Data excerpts:
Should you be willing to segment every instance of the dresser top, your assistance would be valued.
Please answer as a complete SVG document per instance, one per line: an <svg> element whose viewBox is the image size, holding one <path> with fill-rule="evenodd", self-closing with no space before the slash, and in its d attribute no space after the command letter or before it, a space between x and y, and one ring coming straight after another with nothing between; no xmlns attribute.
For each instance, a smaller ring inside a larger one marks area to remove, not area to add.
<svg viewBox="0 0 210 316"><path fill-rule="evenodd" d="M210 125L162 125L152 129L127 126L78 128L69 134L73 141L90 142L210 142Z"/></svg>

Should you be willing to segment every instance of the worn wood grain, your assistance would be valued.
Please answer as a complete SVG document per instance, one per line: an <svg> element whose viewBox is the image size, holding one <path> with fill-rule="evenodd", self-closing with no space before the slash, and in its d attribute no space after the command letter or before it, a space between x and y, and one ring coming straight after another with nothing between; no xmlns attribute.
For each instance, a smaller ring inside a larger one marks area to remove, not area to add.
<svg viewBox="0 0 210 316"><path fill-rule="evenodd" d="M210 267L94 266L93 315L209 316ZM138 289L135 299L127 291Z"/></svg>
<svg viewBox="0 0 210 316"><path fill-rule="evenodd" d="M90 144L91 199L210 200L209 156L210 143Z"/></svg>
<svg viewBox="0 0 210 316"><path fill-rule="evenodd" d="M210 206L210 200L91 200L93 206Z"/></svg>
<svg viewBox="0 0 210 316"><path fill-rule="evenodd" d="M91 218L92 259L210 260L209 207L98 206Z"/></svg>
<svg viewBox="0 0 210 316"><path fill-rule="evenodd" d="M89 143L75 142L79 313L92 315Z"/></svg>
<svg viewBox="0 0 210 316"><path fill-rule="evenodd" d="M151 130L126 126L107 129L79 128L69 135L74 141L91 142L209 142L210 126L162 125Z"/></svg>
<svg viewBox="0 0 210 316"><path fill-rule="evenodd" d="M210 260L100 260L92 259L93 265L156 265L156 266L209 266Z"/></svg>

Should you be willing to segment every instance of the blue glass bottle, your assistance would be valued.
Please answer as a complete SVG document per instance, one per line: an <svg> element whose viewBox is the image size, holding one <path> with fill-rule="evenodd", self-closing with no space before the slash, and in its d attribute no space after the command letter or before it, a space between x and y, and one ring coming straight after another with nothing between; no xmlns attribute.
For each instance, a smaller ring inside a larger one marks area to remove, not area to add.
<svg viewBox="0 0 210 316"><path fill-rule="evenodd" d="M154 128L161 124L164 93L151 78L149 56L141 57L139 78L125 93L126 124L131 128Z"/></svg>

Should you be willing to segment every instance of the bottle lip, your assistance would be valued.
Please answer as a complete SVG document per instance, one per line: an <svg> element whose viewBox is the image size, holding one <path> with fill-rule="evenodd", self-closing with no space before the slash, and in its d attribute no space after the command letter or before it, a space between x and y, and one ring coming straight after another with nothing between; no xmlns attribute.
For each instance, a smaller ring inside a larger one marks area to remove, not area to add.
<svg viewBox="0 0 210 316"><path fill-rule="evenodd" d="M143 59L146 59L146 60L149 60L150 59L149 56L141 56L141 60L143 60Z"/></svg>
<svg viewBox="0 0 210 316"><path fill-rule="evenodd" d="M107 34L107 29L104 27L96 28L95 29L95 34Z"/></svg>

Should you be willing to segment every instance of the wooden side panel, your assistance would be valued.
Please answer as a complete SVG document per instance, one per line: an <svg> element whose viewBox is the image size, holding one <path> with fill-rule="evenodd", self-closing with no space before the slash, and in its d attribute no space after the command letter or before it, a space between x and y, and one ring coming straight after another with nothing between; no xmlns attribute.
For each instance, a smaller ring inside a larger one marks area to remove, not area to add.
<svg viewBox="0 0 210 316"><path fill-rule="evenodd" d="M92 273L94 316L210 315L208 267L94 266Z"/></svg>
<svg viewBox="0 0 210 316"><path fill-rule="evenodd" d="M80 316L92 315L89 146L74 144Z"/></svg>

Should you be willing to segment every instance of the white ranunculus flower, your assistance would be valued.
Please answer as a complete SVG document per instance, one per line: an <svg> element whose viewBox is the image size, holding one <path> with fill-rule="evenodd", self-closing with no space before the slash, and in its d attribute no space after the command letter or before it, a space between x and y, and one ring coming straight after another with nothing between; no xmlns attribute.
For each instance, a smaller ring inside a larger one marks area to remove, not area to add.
--
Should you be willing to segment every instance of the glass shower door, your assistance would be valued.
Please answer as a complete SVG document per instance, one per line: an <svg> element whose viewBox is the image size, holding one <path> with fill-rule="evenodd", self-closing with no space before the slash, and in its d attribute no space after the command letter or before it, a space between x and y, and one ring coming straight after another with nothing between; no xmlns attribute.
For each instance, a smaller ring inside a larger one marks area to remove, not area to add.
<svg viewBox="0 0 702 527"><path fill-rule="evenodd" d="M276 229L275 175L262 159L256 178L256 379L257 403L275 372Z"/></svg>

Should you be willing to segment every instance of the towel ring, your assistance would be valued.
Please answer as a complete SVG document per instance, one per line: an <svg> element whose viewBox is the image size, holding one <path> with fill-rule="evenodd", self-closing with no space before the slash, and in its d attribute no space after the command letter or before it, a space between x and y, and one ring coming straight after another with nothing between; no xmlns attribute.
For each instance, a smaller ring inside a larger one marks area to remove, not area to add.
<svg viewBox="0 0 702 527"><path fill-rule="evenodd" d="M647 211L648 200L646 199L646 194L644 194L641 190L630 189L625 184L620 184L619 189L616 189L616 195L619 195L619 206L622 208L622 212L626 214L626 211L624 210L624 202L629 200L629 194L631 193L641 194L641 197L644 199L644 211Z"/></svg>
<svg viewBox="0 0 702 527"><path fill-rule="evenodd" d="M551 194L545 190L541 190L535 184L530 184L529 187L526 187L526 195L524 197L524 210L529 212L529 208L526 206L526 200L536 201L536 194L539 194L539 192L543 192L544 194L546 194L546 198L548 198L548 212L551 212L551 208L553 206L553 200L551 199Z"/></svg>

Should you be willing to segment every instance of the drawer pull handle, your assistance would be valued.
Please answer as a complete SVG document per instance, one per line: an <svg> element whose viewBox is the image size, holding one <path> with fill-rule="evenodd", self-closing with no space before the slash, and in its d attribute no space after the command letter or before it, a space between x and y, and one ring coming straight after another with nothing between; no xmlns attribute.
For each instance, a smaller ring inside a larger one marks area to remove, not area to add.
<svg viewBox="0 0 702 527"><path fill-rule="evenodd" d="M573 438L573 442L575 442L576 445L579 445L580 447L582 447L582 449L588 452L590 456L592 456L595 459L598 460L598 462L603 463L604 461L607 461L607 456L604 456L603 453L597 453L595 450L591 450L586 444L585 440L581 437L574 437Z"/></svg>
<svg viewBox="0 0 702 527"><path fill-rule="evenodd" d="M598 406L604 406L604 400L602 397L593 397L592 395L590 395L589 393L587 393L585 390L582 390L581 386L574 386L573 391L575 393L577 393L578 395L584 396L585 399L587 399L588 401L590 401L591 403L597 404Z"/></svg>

Challenge: List every line in the entries above that contains the word "bottle".

Output below:
Should you be willing to segment every instance of the blue glass bottle, your assistance would be valued.
Should you be willing to segment every instance of the bottle lip, your assistance would be valued.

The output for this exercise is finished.